Ele passa a conviver com aquela gente e aquela
gente tem uma enorme paciência com ele, até
mesmo empatia: Giles acha que a implantação do
chip pode ter algum significado
importante diante da ordem das coisas, Willow
o salva de uma tentativa de suicídio, Xander o
abriga em sua casa/porão, Buffy faz o favor de
não matá-lo.
E assim
mesmo o malvado Spike trai a todos, se aliando
a Adam num plano maquiavélico.
O tempo
passa, e o vampiro, bem ou mal, continua a
conviver com Buffy e os Scoobies. Como
uma criança, ele começa a prestar atenção no
que este pessoal que luta a boa luta faz e sem
querer vai absorvendo muita coisa deles.
Quando se dá conta, está apaixonado pela
Caça-Vampiros, a quem devia odiar e matar.
Se para
Buffy e seus amigos o que Spike sente não é
real, para ele é, e ele passa a se comportar
de uma maneira que seja do agrado de sua amada
Buffy. Aos poucos, o vampiro cruel vai dando
lugar a um ser que começa a entender a
diferença entre o certo e o errado, que começa
a se preocupar com um outro ser que não ele
mesmo. Primeiro, é com Buffy que ele se
preocupa; depois, é com aqueles que Buffy se
preocupa e ama, como Dawn, principalmente, e
Joyce, mãe das duas garotas. Ele até mesmo
leva flores em homenagem a falecida Joyce,
pois gostava dela, se *importava* com ela,
porque ela o tratava bem.
Spike,
preocupado com o sofrimento de Dawn com a
perda da mãe, se oferece para ajudá-la no
feitiço para trazer Joyce de volta, e não quer
que Buffy saiba de nada, pois não está
interessado em ganhar pontos perante ela.

(Trecho de um conjunto de dados)
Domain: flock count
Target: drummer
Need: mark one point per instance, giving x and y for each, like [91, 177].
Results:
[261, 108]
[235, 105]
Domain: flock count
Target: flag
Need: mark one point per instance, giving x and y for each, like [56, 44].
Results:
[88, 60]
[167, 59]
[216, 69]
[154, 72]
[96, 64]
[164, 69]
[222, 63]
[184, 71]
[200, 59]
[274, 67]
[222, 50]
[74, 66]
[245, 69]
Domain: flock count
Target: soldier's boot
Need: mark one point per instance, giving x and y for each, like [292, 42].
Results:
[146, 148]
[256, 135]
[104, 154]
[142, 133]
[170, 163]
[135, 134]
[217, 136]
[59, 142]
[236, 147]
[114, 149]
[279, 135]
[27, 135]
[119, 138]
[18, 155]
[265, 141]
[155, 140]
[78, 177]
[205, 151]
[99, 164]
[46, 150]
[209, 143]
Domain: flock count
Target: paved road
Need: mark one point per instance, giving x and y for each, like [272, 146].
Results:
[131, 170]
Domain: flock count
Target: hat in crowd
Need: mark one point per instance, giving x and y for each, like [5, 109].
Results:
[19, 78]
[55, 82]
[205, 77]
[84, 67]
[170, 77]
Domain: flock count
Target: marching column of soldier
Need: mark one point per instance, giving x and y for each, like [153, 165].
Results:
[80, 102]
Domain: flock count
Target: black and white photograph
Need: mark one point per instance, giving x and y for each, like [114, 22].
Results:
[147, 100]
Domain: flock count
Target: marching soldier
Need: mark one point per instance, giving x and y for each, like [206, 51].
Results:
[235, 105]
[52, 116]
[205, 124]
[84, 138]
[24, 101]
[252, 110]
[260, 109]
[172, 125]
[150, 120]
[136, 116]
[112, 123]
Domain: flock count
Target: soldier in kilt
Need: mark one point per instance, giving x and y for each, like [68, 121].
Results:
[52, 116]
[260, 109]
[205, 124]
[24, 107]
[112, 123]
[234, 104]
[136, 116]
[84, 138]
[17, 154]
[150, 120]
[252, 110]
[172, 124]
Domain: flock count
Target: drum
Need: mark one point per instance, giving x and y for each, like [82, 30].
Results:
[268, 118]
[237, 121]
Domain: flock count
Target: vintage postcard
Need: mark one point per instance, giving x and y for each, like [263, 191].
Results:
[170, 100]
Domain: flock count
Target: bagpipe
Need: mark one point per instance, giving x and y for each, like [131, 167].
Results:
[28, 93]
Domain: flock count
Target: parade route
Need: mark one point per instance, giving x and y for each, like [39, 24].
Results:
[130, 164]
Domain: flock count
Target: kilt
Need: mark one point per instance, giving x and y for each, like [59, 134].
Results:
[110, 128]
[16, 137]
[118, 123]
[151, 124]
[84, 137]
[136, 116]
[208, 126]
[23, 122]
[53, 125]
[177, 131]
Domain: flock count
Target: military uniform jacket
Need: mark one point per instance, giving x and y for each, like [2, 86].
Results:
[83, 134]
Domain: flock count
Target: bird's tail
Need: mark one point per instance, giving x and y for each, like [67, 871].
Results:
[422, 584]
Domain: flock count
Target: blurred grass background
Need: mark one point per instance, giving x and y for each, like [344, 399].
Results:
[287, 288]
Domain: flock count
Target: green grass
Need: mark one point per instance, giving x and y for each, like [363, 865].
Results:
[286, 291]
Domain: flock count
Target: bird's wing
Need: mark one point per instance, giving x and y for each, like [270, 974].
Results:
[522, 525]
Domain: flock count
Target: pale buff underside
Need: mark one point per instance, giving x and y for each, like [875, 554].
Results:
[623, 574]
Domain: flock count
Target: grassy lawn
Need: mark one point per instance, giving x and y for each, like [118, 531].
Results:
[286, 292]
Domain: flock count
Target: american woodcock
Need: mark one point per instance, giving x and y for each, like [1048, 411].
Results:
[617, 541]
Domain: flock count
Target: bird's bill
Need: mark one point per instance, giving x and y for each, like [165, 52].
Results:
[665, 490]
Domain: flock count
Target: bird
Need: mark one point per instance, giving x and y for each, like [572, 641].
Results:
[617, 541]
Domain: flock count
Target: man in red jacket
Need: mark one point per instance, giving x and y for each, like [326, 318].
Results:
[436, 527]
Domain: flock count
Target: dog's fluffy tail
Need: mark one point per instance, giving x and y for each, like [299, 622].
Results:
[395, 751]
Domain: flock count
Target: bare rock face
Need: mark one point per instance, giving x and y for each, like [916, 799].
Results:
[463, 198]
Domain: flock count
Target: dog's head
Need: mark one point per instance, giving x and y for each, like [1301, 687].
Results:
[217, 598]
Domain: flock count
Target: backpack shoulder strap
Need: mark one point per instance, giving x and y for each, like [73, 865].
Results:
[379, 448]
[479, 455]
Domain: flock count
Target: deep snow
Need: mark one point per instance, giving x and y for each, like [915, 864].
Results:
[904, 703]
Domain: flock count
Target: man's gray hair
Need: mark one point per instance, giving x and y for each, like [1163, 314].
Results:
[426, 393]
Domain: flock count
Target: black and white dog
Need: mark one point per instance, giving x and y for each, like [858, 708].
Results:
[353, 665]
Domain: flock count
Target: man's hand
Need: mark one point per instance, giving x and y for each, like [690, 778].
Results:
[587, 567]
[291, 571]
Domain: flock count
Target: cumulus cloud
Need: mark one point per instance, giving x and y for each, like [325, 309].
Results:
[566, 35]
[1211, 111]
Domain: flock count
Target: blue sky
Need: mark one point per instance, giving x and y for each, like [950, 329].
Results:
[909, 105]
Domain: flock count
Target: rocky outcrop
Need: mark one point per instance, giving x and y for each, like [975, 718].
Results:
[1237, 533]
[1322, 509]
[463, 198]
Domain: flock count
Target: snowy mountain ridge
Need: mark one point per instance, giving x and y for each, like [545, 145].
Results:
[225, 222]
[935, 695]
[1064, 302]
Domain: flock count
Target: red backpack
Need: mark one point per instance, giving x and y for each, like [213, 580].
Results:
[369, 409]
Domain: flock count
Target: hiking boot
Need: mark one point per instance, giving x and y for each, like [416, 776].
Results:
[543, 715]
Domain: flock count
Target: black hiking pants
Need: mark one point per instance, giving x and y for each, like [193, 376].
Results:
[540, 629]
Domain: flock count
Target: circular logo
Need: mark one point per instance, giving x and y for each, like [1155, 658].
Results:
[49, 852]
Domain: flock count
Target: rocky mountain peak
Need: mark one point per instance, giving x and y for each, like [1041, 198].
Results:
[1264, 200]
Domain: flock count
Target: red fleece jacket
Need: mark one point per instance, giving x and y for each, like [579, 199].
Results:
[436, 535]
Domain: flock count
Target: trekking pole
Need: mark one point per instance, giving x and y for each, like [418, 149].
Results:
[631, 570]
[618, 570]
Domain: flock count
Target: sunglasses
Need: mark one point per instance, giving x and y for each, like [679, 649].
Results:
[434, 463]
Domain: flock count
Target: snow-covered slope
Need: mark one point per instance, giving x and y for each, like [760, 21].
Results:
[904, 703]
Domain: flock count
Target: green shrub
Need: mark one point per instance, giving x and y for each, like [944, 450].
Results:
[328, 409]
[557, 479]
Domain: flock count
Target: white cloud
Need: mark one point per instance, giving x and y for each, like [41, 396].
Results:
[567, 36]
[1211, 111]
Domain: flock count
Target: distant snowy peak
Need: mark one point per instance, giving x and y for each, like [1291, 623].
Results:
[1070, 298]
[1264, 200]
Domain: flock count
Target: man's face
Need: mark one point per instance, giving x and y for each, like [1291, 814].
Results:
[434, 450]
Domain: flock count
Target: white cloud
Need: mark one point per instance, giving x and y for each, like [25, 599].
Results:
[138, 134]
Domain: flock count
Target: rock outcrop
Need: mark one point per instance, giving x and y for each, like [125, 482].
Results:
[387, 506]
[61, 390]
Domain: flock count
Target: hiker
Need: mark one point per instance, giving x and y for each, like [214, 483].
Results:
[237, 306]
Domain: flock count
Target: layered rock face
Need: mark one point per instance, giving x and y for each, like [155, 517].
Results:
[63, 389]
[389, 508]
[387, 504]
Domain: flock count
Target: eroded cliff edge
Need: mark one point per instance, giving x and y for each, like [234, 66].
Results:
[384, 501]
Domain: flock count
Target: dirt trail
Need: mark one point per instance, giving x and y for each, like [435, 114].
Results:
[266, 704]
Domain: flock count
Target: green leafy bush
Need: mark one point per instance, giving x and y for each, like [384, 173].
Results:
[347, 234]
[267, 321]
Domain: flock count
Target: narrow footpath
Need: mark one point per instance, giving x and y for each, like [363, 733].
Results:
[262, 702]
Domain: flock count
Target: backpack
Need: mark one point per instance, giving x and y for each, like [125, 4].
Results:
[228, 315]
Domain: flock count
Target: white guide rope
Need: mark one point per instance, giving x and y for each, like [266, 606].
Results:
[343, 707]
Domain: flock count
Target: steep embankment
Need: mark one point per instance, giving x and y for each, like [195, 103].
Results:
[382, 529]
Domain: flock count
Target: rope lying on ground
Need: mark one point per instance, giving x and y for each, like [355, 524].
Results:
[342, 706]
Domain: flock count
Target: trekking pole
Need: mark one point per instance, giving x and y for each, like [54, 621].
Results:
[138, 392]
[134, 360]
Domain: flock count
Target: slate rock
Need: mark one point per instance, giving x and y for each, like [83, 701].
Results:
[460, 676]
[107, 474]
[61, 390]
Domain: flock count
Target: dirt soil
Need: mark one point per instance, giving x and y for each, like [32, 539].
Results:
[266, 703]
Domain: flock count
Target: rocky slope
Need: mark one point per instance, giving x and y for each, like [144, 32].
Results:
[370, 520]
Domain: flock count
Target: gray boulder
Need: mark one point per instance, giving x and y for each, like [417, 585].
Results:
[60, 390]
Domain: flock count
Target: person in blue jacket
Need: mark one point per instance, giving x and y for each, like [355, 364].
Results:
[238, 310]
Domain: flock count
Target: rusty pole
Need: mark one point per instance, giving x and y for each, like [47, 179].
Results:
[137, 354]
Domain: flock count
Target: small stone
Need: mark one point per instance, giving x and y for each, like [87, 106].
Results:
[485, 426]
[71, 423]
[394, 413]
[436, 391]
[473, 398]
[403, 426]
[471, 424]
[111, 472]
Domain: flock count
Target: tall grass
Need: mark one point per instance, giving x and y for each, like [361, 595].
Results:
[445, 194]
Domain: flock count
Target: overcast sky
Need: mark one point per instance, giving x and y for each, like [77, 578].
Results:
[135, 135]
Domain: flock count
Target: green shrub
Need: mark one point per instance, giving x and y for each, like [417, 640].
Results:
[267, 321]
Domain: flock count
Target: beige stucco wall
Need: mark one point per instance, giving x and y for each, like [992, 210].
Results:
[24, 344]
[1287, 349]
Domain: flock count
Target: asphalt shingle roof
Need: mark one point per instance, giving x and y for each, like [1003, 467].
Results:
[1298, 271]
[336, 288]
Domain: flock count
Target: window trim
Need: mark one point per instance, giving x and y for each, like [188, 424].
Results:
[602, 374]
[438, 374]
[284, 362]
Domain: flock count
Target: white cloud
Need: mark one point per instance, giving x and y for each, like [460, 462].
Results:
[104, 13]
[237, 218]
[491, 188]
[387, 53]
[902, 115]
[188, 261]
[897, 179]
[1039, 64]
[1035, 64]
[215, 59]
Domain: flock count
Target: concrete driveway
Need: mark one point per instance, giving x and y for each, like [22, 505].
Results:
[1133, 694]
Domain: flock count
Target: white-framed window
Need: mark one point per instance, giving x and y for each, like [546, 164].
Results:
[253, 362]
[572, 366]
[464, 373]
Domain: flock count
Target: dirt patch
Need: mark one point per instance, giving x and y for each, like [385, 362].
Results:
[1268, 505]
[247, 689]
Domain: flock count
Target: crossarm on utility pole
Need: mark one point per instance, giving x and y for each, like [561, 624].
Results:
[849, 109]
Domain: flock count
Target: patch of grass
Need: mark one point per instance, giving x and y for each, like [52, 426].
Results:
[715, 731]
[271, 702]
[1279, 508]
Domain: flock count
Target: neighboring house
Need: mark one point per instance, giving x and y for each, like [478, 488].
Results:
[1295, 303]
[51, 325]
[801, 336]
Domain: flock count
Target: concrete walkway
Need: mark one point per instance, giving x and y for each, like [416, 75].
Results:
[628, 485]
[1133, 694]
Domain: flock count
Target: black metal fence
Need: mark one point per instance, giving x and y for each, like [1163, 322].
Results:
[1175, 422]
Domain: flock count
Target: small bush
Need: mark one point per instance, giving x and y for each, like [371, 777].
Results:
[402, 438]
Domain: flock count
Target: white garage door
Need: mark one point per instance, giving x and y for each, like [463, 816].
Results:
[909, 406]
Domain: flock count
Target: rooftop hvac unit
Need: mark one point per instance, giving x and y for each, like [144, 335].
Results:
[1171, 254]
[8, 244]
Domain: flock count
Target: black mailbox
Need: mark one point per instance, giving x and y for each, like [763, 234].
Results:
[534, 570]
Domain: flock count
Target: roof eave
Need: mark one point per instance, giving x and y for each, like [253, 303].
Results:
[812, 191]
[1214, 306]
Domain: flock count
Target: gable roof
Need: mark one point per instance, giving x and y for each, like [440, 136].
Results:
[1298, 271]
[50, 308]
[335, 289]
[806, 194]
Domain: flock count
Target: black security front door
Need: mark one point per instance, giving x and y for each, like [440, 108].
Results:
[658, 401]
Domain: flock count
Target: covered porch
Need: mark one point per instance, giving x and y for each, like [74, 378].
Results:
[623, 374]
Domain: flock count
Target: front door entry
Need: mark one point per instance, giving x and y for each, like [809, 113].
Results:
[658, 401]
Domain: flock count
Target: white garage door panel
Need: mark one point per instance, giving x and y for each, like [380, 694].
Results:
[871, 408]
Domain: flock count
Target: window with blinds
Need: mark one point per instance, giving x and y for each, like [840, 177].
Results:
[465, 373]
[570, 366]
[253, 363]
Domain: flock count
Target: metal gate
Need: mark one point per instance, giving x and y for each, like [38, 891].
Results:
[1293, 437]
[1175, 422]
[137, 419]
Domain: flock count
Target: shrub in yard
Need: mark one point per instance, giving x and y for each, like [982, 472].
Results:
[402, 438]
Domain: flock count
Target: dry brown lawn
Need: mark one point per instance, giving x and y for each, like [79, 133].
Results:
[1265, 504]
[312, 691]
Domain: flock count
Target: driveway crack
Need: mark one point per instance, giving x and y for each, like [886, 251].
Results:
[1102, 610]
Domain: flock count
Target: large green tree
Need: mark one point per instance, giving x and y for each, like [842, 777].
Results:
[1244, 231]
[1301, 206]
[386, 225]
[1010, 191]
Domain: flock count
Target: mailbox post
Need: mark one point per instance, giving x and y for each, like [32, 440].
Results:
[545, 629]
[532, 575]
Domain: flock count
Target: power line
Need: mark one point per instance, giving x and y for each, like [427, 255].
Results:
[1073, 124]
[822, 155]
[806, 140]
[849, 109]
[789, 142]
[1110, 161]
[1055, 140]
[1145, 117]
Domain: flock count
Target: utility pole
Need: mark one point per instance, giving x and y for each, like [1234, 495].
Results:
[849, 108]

Instruções de trabalho:
**1.** Indique se cada afirmação a seguir concorda com o texto sobre Spike. Responda sim ou não e cite literalmente as palavras do texto que decidem a questão. (a) Willow salva Spike de uma tentativa de suicídio. (b) Spike quer que Buffy saiba que ele ajuda Dawn no feitiço. (c) Spike leva flores em homenagem a Joyce.
**2.** Redigite o trecho do texto sobre Spike que começa nas palavras "Ele passa a conviver" e pare depois de "não matá-lo.".
Os registros não têm relação com o texto sobre Spike.

Respostas:
**1.**
(a) Sim: "Willow o salva de uma tentativa de suicídio".
(b) Não: "não quer que Buffy saiba de nada".
(c) Sim: "leva flores em homenagem a falecida Joyce".

**2.**
Ele passa a conviver com aquela gente e aquela
gente tem uma enorme paciência com ele, até
mesmo empatia: Giles acha que a implantação do
chip pode ter algum significado
importante diante da ordem das coisas, Willow
o salva de uma tentativa de suicídio, Xander o
abriga em sua casa/porão, Buffy faz o favor de
não matá-lo.